[BEGIN Quoted text]

Dynamic load balancing modes use current performance information from each node to determine which node should receive each new connection. The different dynamic load balancing modes incorporate different performance factors:

  • Least Connections
    In Least Connections mode, the BIG/ip Controller sends each new connection to the node that currently hosts the fewest current connections.
  • Fastest
    In Fastest mode, the BIG/ip Controller sends each new connection to the node that has the best response time.
  • Observed
    In Observed mode, the BIG/ip Controller sends each new connection to the node that has the highest performance rating, based on a combination of fewest connections and best response time.
  • Predictive
    Predictive mode factors in both performance ratings and performance improvement over time.

IP packet filtering, rate classes, and rate filters

The BIG/ip platform supports easy configuration of IP packet filtering. IP packet filtering allows you to control both in-bound and out-bound network traffic. For example, you can specify a single IP address, or a range of IP addresses, from which your site either accepts or denies network traffic. You can also specify one or more IP addresses to which you specifically want to allow or prevent out-bound connections.

[END Quoted text]
[BEGIN Supplied information]

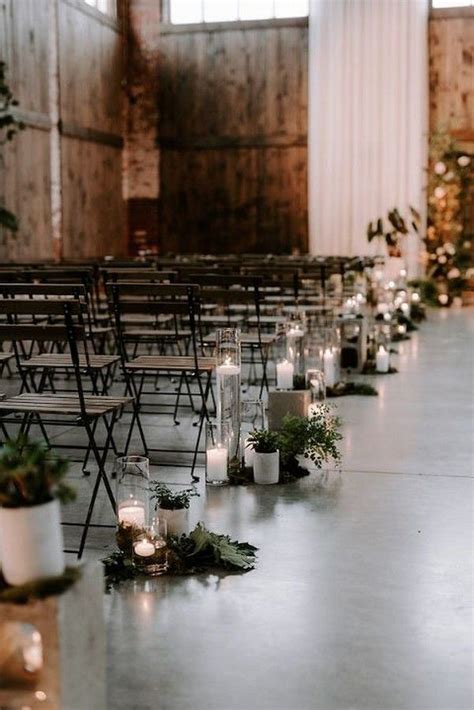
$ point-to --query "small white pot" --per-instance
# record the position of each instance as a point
(31, 543)
(177, 520)
(266, 468)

[END Supplied information]

Tasks and exercises
#1 Answer these questions from the BIG/ip text:
(a) In Fastest mode, to which node does the BIG/ip Controller send each new connection?
(b) Which two factors combine to form the performance rating used in Observed mode?
(c) Which directions of network traffic can IP packet filtering control?
#2 Rescale the listing by writing out all of its lines again, request lines included. Multiply every point coordinate in the answers by 1.75 and round to whole numbers, with halves rounded up. Leave the picture out.
The listing has nothing to do with the text about BIG/ip load balancing and packet filtering.

Task-by-task outputs
#1
(a) To the node that has the best response time.
(b) Fewest connections and best response time.
(c) Both in-bound and out-bound network traffic.

#2
$ point-to --query "small white pot" --per-instance
# record the position of each instance as a point
(54, 950)
(310, 910)
(466, 819)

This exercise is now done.